(EXCERPT)
★ ★ ★ ★
When the job is complete, we can read the batch output and perform evaluations and other downstream actions.

Summary

In this post, we demonstrated how to quickly and easily make batch predictions using Autopilot-trained models for your post-training evaluations. We used SageMaker Studio to initialize an Autopilot experiment to create a model for predicting customer churn. Then we referenced Autopilot’s best model to run batch predictions using the automl class with the SageMaker Python SDK. We also used the SDK to perform batch predictions with other model candidates. With Autopilot, we automatically explored and preprocessed our data, then created several ML models with one click, letting SageMaker take care of managing the infrastructure needed to train and tune our models. Lastly, we used batch transform to make predictions with our model using minimal code.

For more information on Autopilot and its advanced functionalities, refer to Automate model development with Amazon SageMaker Autopilot. For a detailed walkthrough of the example in the post, take a look at the following example notebook.
★ ★ ★ ★
Data records:

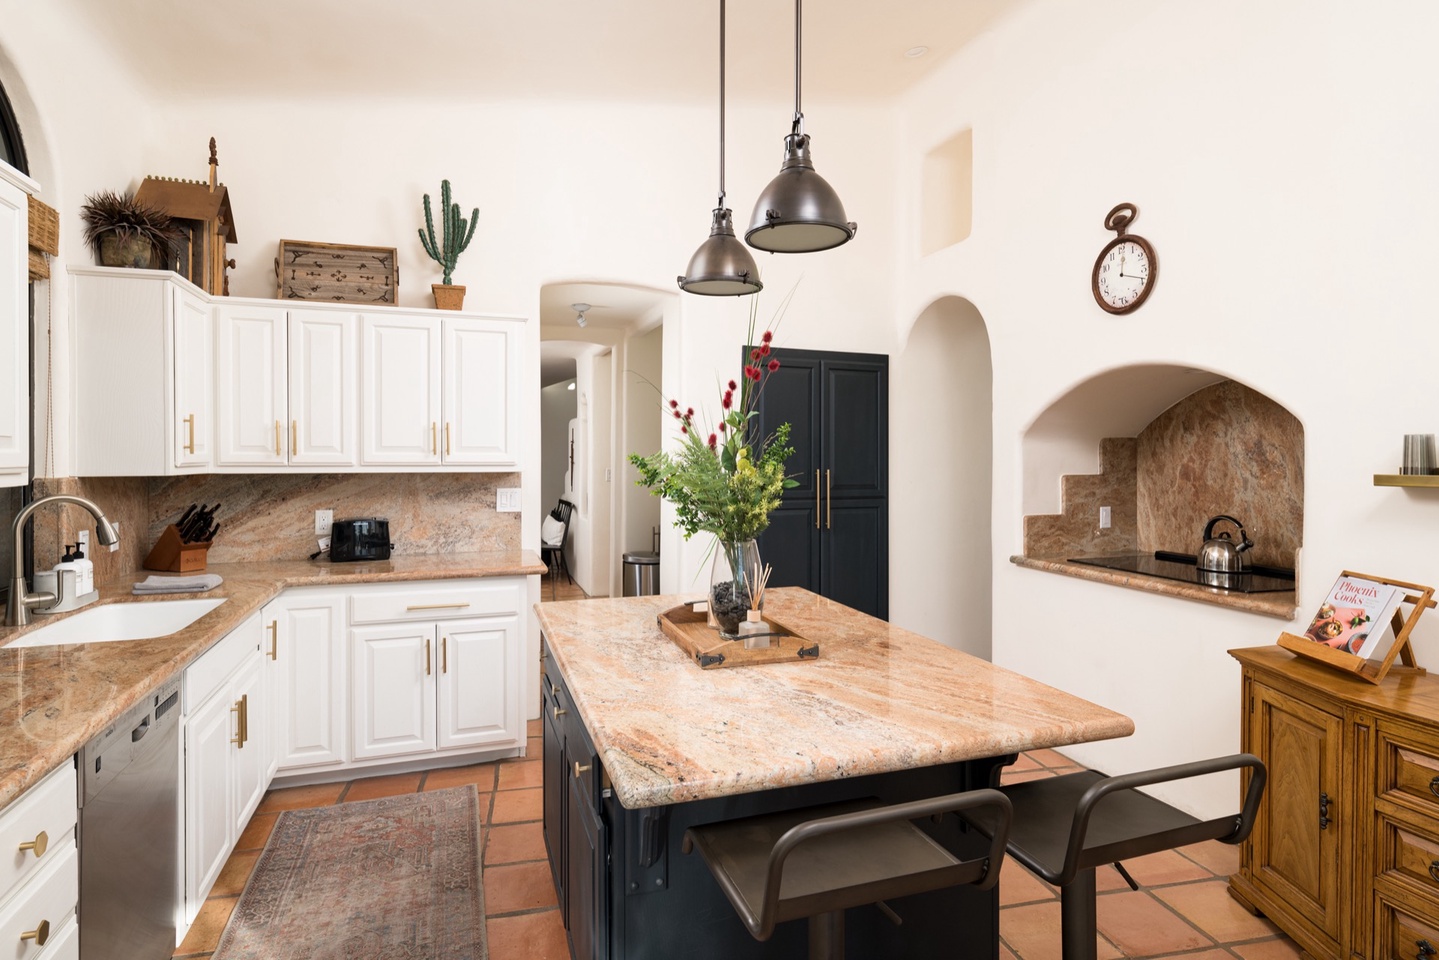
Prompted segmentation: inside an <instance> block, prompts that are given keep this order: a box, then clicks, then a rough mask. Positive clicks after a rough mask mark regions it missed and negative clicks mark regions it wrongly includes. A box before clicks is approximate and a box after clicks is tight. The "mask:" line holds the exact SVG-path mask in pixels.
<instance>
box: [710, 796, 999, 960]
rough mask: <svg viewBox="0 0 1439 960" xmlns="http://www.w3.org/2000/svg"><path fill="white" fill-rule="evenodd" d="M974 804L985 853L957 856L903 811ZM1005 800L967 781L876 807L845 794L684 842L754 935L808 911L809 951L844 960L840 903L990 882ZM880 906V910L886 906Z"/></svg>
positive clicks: (868, 903) (969, 808) (873, 804)
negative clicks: (835, 801) (843, 801)
mask: <svg viewBox="0 0 1439 960" xmlns="http://www.w3.org/2000/svg"><path fill="white" fill-rule="evenodd" d="M951 810H953V812H966V819H968V815H971V813H974V812H979V810H983V812H984V813H986V818H984V819H986V823H987V825H989V826H987V830H986V833H987V835H989V836H990V838H991V841H990V845H989V849H987V851H986V853H984V856H979V858H974V859H967V861H964V859H958V858H957V856H954V855H953V853H950V852H948V851H947V849H944V846H941V845H940V843H937V842H935V841H934V839H932V838H930V835H928V833H925V832H924V830H921V829H920V828H917V826H915V825H914V823H911V822H909V820H915V819H921V818H927V816H938V815H943V813H948V812H951ZM1009 819H1010V805H1009V800H1007V799H1006V797H1004V794H1003V793H1000V792H999V790H971V792H968V793H953V794H948V796H943V797H934V799H930V800H914V802H909V803H896V805H892V806H884V805H881V803H879V800H876V799H873V797H869V799H865V800H850V802H846V803H830V805H825V806H814V807H806V809H800V810H789V812H784V813H768V815H761V816H751V818H743V819H738V820H724V822H720V823H708V825H705V826H694V828H689V829H688V830H685V841H684V851H685V852H686V853H688V852H691V851H692V849H696V848H698V849H699V855H701V856H704V858H705V864H707V865H708V866H709V872H712V874H714V877H715V881H718V884H720V888H721V889H724V892H725V897H728V898H730V902H731V904H732V905H734V910H735V913H737V914H740V920H743V921H744V925H745V927H748V930H750V934H751V936H753V937H754V938H755V940H768V938H770V936H771V934H773V933H774V925H776V924H778V923H784V921H787V920H799V918H800V917H807V918H809V956H810V960H843V956H845V910H848V908H849V907H862V905H865V904H873V902H878V901H884V900H891V898H896V897H909V895H912V894H922V892H927V891H931V889H940V888H944V887H958V885H961V884H974V885H976V887H979V888H981V889H989V888H990V887H993V885H994V884H996V882H997V881H999V869H1000V864H1002V861H1003V858H1004V842H1006V838H1007V835H1009ZM886 913H888V911H886Z"/></svg>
★ ★ ★ ★
(WORK INSTRUCTION 1)
In the Autopilot excerpt, what was the model built to predict?
(WORK INSTRUCTION 2)
Summarize the Autopilot excerpt in two sentences.
(WORK INSTRUCTION 3)
Proceed with the Autopilot excerpt from the point where it stops.
The rows are not needed for any of this work.

(EXPECTED OUTPUT 1)
Customer churn.

(EXPECTED OUTPUT 2)
SageMaker Studio was used to start an Autopilot experiment that created a model for predicting customer churn, and batch predictions were then run with the best model and with other model candidates through the SageMaker Python SDK. Autopilot explored and preprocessed the data and created several ML models with one click, while batch transform made predictions with minimal code.

(EXPECTED OUTPUT 3)
About the Authors

Arunprasath Shankar is an Artificial Intelligence and Machine Learning (AI/ML) Specialist Solutions Architect with AWS, helping global customers scale their AI solutions effectively and efficiently in the cloud. In his spare time, Arun enjoys watching sci-fi movies and listening to classical music.

Peter ChungPeter Chung is a Solutions Architect for AWS, and is passionate about helping customers uncover insights from their data. He has been building solutions to help organizations make data-driven decisions in both the public and private sectors. He holds all AWS certifications as well as two GCP certifications. He enjoys coffee, cooking, staying active, and spending time with his family.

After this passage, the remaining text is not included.